Data for the task Block Start
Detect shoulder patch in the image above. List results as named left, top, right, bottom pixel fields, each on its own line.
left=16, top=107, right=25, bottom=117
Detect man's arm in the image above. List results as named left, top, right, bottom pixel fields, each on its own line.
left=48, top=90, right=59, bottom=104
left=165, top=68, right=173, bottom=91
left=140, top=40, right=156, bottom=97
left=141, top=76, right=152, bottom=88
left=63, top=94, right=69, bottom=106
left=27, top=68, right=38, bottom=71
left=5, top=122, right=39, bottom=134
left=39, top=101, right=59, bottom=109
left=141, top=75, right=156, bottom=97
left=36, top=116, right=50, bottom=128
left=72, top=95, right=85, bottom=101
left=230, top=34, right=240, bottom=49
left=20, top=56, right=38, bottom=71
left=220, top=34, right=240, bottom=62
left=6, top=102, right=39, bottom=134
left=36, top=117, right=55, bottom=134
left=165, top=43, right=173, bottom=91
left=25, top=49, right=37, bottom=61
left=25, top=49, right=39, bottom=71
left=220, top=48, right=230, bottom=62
Data for the task Block End
Data for the task Block Start
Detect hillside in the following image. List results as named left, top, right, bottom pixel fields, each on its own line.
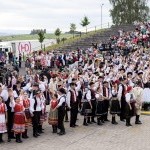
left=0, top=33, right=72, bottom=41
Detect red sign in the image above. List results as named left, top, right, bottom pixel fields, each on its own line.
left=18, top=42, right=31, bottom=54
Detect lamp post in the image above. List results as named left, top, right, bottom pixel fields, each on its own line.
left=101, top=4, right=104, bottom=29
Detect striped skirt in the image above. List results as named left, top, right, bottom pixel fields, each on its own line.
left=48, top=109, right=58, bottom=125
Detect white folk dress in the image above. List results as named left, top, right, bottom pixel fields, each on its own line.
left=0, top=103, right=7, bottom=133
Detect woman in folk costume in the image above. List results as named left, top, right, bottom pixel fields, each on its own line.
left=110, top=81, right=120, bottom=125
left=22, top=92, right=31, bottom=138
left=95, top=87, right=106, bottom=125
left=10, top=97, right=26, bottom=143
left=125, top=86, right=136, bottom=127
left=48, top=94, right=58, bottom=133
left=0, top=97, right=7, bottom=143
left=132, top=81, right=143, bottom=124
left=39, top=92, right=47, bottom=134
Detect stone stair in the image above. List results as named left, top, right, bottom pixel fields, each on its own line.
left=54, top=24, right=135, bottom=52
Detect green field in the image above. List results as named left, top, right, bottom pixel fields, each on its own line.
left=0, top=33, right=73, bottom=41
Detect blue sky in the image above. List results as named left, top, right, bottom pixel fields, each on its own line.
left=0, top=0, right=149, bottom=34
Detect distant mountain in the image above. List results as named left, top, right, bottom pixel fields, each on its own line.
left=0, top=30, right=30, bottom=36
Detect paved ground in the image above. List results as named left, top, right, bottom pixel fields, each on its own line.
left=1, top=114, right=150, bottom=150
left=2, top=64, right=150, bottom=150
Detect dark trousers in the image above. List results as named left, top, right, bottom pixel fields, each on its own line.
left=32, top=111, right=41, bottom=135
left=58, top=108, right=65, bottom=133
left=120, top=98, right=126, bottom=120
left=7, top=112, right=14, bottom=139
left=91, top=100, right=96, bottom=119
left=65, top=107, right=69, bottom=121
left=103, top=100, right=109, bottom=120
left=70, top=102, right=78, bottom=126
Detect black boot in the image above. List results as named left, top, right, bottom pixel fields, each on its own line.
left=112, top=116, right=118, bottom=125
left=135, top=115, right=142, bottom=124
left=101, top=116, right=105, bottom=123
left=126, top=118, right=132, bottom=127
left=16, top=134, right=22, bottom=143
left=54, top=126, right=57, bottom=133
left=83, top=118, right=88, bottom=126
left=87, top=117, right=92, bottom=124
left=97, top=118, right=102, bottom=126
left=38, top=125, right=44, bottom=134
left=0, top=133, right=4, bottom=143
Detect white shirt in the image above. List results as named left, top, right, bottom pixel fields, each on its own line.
Data for the task Block End
Data for the task Block Start
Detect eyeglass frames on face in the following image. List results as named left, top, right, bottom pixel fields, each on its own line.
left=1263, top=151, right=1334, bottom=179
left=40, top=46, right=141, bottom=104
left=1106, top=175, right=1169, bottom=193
Data for the task Block End
▸ **Problem statement**
Print only what lies in the material above starting at the line with "Detect paved ground" and ending at the line with "Detect white shirt", every line exactly as given.

▸ **Result below**
Detect paved ground in the image above. List results as named left, top, right, bottom pixel fields, each on its own line.
left=1, top=114, right=150, bottom=150
left=2, top=64, right=150, bottom=150
Detect dark trousers in the image above. List results as named left, top, right, bottom pixel fields, each on its own line.
left=32, top=111, right=41, bottom=135
left=58, top=108, right=65, bottom=133
left=120, top=98, right=126, bottom=120
left=7, top=112, right=14, bottom=139
left=91, top=100, right=96, bottom=119
left=65, top=107, right=69, bottom=121
left=103, top=100, right=109, bottom=120
left=70, top=102, right=78, bottom=126
Detect black boot in the image above. List results as named left, top, right, bottom pixel fields, each on its own line.
left=112, top=116, right=118, bottom=125
left=135, top=115, right=142, bottom=124
left=101, top=116, right=105, bottom=123
left=126, top=118, right=132, bottom=127
left=16, top=134, right=22, bottom=143
left=54, top=126, right=57, bottom=133
left=83, top=118, right=88, bottom=126
left=87, top=117, right=92, bottom=124
left=97, top=118, right=102, bottom=126
left=38, top=125, right=44, bottom=134
left=0, top=133, right=4, bottom=143
Detect white shirt in the image above. List results as named left, top, right, bottom pixel fields, each on its own line.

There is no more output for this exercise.